- Action item
Without the pictures, write out all the lines below exactly as they appear.

(Given data)

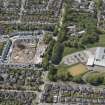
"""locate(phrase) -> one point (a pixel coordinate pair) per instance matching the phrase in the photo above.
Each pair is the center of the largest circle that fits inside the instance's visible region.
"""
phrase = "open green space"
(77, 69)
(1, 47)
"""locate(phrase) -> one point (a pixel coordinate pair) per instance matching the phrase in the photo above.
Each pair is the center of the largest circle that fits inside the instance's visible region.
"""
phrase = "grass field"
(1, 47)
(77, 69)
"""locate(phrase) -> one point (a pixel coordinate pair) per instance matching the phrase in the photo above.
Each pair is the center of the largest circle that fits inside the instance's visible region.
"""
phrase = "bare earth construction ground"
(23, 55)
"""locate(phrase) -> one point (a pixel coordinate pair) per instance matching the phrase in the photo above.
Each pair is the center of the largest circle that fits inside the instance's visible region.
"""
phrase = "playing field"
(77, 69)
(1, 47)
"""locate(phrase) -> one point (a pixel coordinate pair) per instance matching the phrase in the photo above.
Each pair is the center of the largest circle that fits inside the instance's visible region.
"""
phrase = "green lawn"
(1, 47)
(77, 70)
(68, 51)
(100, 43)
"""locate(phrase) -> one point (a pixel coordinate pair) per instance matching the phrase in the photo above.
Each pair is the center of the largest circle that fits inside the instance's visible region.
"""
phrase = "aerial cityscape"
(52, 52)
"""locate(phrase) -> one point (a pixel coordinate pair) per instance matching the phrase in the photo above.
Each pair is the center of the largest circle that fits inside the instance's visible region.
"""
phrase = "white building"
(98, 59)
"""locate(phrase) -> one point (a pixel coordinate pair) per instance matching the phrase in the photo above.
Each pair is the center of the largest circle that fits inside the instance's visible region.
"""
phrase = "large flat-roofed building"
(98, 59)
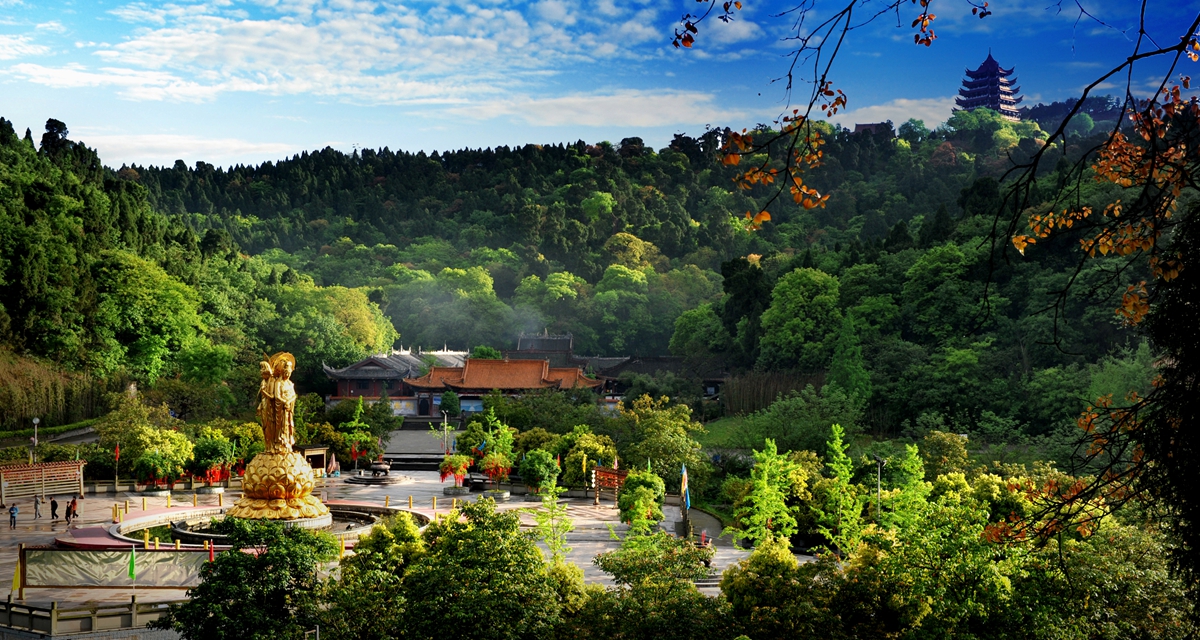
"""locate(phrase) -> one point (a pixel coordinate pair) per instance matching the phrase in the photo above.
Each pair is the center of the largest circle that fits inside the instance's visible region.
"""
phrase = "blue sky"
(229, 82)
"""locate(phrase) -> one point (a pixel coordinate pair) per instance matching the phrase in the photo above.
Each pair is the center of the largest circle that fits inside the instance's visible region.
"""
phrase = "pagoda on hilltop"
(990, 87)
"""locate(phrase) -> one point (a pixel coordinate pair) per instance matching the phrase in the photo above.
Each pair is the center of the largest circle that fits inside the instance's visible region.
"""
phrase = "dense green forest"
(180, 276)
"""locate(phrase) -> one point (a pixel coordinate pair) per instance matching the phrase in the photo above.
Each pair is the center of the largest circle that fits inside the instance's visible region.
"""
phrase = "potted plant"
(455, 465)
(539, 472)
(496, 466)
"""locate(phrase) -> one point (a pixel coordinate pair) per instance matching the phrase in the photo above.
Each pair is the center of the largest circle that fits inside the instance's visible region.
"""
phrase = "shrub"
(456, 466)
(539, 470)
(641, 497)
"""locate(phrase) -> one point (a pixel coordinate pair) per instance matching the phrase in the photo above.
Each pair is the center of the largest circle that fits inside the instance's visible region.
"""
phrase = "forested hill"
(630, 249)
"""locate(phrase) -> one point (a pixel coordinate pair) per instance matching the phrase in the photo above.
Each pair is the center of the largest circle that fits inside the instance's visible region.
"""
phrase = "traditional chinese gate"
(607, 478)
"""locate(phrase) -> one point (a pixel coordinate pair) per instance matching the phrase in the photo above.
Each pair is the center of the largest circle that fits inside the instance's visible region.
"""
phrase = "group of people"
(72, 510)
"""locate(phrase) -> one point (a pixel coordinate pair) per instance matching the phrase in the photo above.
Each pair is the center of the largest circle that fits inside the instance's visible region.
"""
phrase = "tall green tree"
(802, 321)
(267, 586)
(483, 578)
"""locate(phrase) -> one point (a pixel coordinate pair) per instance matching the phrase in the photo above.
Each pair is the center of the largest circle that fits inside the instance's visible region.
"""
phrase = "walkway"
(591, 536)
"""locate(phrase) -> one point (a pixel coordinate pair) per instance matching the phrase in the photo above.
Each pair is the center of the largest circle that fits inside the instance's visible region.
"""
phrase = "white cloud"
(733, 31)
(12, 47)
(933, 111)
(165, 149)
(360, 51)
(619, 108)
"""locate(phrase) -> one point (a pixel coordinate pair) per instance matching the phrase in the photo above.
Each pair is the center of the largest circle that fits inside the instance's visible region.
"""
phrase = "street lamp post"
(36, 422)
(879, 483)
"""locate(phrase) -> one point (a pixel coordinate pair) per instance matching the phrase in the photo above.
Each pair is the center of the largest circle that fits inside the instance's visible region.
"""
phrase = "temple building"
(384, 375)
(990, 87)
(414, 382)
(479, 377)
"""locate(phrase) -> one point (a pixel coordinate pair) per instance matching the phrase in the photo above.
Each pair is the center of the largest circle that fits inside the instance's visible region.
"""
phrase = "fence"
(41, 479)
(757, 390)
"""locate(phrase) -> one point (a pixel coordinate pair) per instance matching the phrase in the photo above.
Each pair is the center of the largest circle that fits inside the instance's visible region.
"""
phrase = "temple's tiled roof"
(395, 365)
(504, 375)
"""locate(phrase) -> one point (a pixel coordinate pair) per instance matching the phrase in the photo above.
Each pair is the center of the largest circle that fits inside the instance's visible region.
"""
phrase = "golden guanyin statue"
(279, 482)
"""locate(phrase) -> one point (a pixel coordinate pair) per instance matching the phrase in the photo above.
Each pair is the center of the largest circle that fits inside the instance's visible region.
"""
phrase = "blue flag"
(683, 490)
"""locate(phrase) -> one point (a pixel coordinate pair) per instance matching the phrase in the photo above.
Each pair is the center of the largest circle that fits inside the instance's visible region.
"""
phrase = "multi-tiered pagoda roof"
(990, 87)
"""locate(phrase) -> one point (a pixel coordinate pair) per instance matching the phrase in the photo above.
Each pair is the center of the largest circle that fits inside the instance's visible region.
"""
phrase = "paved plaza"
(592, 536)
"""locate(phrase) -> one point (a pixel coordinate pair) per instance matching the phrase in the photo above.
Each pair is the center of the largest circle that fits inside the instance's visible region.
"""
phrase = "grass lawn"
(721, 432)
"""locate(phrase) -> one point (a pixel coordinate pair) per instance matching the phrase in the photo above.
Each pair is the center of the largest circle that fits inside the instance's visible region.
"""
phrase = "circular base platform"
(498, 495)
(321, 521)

(End Given data)

- Task answer
"""locate(phrase) -> one point (a pixel coordinate pair) per instance matching the phrase in the photo above.
Each pair is the center of the largest circle that fits inside the instance's visible region.
"""
phrase = "open green space"
(77, 69)
(1, 47)
"""locate(phrase) -> one point (a pixel coordinate pair) per instance matching the phrase in the photo above.
Each pair is the center of the largest circle that fits inside the instance's visible region.
"""
phrase = "grass field"
(1, 47)
(77, 69)
"""locate(phrase) -> one point (a pixel coordinate pair) per instance matching the phrase in the photo above.
Each pair is the center of the largest circle that fits inside the instance's visible region.
"""
phrase = "bare earth construction ground"
(23, 55)
"""locate(phrase) -> one point (a pixel coordinate pair) per instance matching the phrase in the photo above.
Each pair is the center of the largest circle that fits inside the instance's visible region.
"""
phrase = "playing field"
(77, 69)
(1, 47)
"""locate(phrase) -> one point (a pixel coordinate pair) per instance matching the phrase in the photo above.
Each pair is the center of the largest circle that fits inside the instance's visible region.
"""
phrase = "green lawn"
(1, 47)
(77, 70)
(68, 51)
(100, 43)
"""locate(phrase) -> one point (a pixel coordinate pair) per instance matching the phrase in the photo above.
Each pair is the center of the largest circle that fits inside the instance's visible region.
"""
phrase = "aerial cityscape"
(52, 52)
"""locate(phrase) -> one point (a pixel coordinate pair) per instance matching the phrase in the photo above.
Each pair is the center of the largest circle that fits inside the instance's visible region.
"""
phrase = "white building"
(98, 59)
"""locate(phrase) -> one point (a pixel coordinate pair) per instance matching the phrase in the photo above.
Each pair is the center of the largest circle that fits inside the instance's visible region.
"""
phrase = "large flat-roofed building"
(98, 59)
"""locate(phrase) -> one point (a pixel coordinate pair) per instance matching the phrase in the photo above.
Each pair is the center of the largest circle that fits inside the instance's visible region.
"""
phrase = "blue sky"
(229, 82)
"""locate(phrase) -> one point (a pixel coordinate pair) per instance matching the phrase in the photo above.
Each pair is the center of the largest circle that fits inside the instance's visible region.
"""
phrase = "pagoda on hilltop"
(990, 87)
"""locate(phrase) -> one point (a pixel coordinate pair) per instance matching the phrase in the photo above.
Each pair is the center of the largest circle that fits inside the instance's visible region.
"""
phrase = "dense green forest"
(180, 276)
"""locate(phrase) -> one point (a pixel coordinate pair) per instance matching the phrase in the photo above.
Each pair is the center of the largest circle that fits inside the instance's visible region.
"""
phrase = "potted plant"
(455, 465)
(539, 472)
(496, 466)
"""locate(phrase) -> one point (a pixel coordinate pair) per instance matching the phrase in the photo above.
Each pair is the center of the largest circle that fits inside the instance's visible region.
"""
phrase = "shrub"
(456, 466)
(539, 470)
(641, 497)
"""locate(phrase) -> one point (a pixel coordinate pair) per instance matching the phrase in the photo above.
Each pair is the center of the largest circle that fits inside the instance's visible region.
"""
phrase = "forested hill"
(630, 249)
"""locate(phrase) -> one point (a pixel coordinate pair) per instance matching the phrase in the photo above.
Each pair is the center of the largest circle that fits inside the instance's visible region.
"""
phrase = "traditional chinese gate"
(607, 478)
"""locate(phrase) -> one point (a pixel coordinate pair) per instance matching the phrase in the photo above.
Each pair is the center of the largest circle that fits inside the instance's visible region.
"""
phrase = "group of people"
(72, 510)
"""locate(phrase) -> one point (a pixel coordinate pair) per instance matching the phrase in the photo above.
Each pair is the center of the largest circle that fits inside the instance's visible region.
"""
phrase = "tall green tree"
(802, 321)
(267, 586)
(483, 578)
"""locate(phrase) -> one point (a pixel coordinate pair) per instance matching the phrase in the photo above.
Each pair is the center of the largest circle that fits inside the instance's visible region.
"""
phrase = "walkway"
(591, 536)
"""locate(phrase) -> one point (a pixel coordinate pair) per instance matching the phrase in the photo above.
Each pair is the center of the largest circle that fits inside the instance's visible region.
"""
phrase = "white cloud"
(733, 31)
(12, 47)
(933, 111)
(165, 149)
(360, 51)
(619, 108)
"""locate(phrase) -> one point (a pixel coordinate pair) per instance matching the phrase in the photo above.
Each pair is the center of the largest circle that fits inside the instance's visible region.
"""
phrase = "street lamp post"
(36, 422)
(879, 483)
"""locate(phrase) -> one point (a pixel coordinate pair) per instance matching the phrase in the photo above.
Each pair is the center of the largest circle that fits inside the instance's visible region.
"""
phrase = "temple building"
(384, 375)
(990, 87)
(414, 382)
(479, 377)
"""locate(phrase) -> one point (a pixel coordinate pair) per instance matching the phrase in the photo above.
Each pair is the center of the largest circle that fits inside the instance's visible region.
"""
phrase = "fence"
(41, 479)
(757, 390)
"""locate(phrase) -> one point (a pixel coordinate pair) per instance matching the phrase in the photo above.
Each pair is the center of the largest circle that fits inside the instance's visible region.
"""
phrase = "temple's tiled roof"
(395, 365)
(504, 375)
"""locate(phrase) -> one point (a pixel coordinate pair) per instance matching the phrase in the photo above.
Each pair is the center of the largest circle that fits inside the instance's visible region.
"""
phrase = "golden guanyin statue"
(279, 482)
"""locate(phrase) -> one point (a pixel coordinate pair) per instance matching the phrase in the photo above.
Each pair is the center of the largest circle that fits inside the instance's visible region.
"""
phrase = "blue flag"
(683, 490)
"""locate(phrase) -> one point (a pixel coordinate pair) per instance matching the phrase in the photo above.
Each pair is the center of the largest circle that fits inside the instance's visible region.
"""
phrase = "multi-tiered pagoda roof"
(990, 87)
"""locate(phrase) -> one point (a pixel coordinate pair) per instance matching the phrase in the photo above.
Each pair is the center of the largest circle that fits inside the instance's visible region.
"""
phrase = "paved plaza"
(592, 536)
"""locate(phrase) -> one point (a pixel coordinate pair) per instance matching the phrase in the photo above.
Each pair is the center of the largest circle that fits inside the instance's visible region.
"""
phrase = "grass lawn"
(721, 432)
"""locate(phrase) -> one point (a pixel coordinate pair) per instance matching the phrase in the photo above.
Each pair is the center of the largest circle that fits inside the instance's visible region.
"""
phrase = "circular base platform"
(498, 495)
(321, 521)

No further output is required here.